— Ausgangstext —
# pes 2013 stürzt ab



## rheuma (9. Oktober 2012)

*pes 2013 stürzt ab*

hallo zusammen,

bei mir stürzt ständig das game in der meisterliga ab. entweder, wenn ich nach der trikot-auswahl ins match will, oder wenn ich im transfermarkt stöber. 

der aktuelle patch (1.2) ist drauf, ansonsten nix (kein no-dvd, oder sowas). hab schon deinstalliert und wieder alles neu drauf - keine veränderung. woran kann's liegen?

lg,
rheuma


----------



## Shadow_Man (9. Oktober 2012)

Huhu!

Was für einen Patch meinst du? Meinst du den PESedit.com Patch? Da gibt es für 1.2 auch einen Fix, falls man Abstürze im ML oder Werde zur Legende Modus hat: PESEdit.com 2013 Patch 1.2 - Npower Championship - Released! #04/10/12

Falls das nichts bringt: Sind alle Treiber aktuell? Mainboard, Sound, Grafikkarte?


----------



## rheuma (9. Oktober 2012)

jau, den patch meine ich. danke für den link, werde das testen und meld mich dann wieder!


----------



## rheuma (9. Oktober 2012)

also, bis jetzt sieht's prima aus! vielen dank, shadow man!


----------



## Shadow_Man (9. Oktober 2012)

rheuma schrieb:


> also, bis jetzt sieht's prima aus! vielen dank, shadow man!


 
Sehr gerne. Wünsch dir noch viel Spass mit dem Spiel


----------

— Arbeitsanweisungen —
1. In welchen zwei Situationen stürzt das Spiel in der Meisterliga laut der Forumsdiskussion ab?
2. Schreibe aus der Forumsdiskussion den Abschnitt unverändert ab, der bei „bei mir stürzt“ beginnt und bei „woran kann's liegen?“ endet.
Die anschließende Auflistung ist eigenständiges Material und gehört nicht zur Forumsdiskussion.

(Zeigeeinträge zu beschrifteten Objekten)
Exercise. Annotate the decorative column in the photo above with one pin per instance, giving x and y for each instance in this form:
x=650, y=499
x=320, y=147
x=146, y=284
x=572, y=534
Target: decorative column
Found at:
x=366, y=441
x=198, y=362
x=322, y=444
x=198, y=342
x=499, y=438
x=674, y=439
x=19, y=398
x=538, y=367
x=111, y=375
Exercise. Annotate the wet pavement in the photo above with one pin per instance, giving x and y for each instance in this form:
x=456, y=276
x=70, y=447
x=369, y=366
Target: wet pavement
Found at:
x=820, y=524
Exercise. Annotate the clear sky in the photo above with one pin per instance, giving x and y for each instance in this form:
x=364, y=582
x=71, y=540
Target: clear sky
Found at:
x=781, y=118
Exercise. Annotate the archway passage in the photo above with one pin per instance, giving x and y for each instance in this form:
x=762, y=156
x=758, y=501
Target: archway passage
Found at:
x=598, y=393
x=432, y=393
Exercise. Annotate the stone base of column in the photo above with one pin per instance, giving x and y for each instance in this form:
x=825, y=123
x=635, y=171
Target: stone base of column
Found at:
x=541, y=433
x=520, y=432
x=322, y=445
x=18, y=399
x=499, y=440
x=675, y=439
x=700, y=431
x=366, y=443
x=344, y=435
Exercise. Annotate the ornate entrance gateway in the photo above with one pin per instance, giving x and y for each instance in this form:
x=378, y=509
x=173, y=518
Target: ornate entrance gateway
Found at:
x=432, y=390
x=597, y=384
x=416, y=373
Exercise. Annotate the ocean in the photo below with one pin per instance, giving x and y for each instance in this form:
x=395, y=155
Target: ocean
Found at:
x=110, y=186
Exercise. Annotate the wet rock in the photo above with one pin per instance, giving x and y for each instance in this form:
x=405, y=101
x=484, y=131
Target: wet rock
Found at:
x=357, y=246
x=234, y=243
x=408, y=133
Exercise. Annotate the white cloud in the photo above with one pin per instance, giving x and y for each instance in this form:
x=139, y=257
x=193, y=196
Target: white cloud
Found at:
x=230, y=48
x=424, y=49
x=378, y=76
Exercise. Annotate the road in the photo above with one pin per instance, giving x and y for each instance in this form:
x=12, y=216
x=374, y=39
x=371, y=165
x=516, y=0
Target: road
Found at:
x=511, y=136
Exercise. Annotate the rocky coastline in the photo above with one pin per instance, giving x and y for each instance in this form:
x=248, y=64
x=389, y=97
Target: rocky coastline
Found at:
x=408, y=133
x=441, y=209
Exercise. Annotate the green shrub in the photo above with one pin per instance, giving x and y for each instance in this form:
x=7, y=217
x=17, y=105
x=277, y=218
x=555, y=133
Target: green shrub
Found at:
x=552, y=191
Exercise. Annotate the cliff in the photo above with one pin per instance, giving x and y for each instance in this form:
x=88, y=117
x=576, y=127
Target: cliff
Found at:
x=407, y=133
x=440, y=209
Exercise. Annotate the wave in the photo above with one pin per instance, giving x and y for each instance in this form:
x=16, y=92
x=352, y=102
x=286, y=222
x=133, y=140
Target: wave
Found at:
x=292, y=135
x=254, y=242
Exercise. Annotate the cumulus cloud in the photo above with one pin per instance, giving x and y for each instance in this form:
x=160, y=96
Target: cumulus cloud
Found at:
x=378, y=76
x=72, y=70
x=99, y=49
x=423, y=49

— Ergebnisse je Aufgabe —
1. Das Spiel stürzt ab, wenn man nach der Trikot-Auswahl ins Match will oder wenn man im Transfermarkt stöbert.

2.
bei mir stürzt ständig das game in der meisterliga ab. entweder, wenn ich nach der trikot-auswahl ins match will, oder wenn ich im transfermarkt stöber. 

der aktuelle patch (1.2) ist drauf, ansonsten nix (kein no-dvd, oder sowas). hab schon deinstalliert und wieder alles neu drauf - keine veränderung. woran kann's liegen?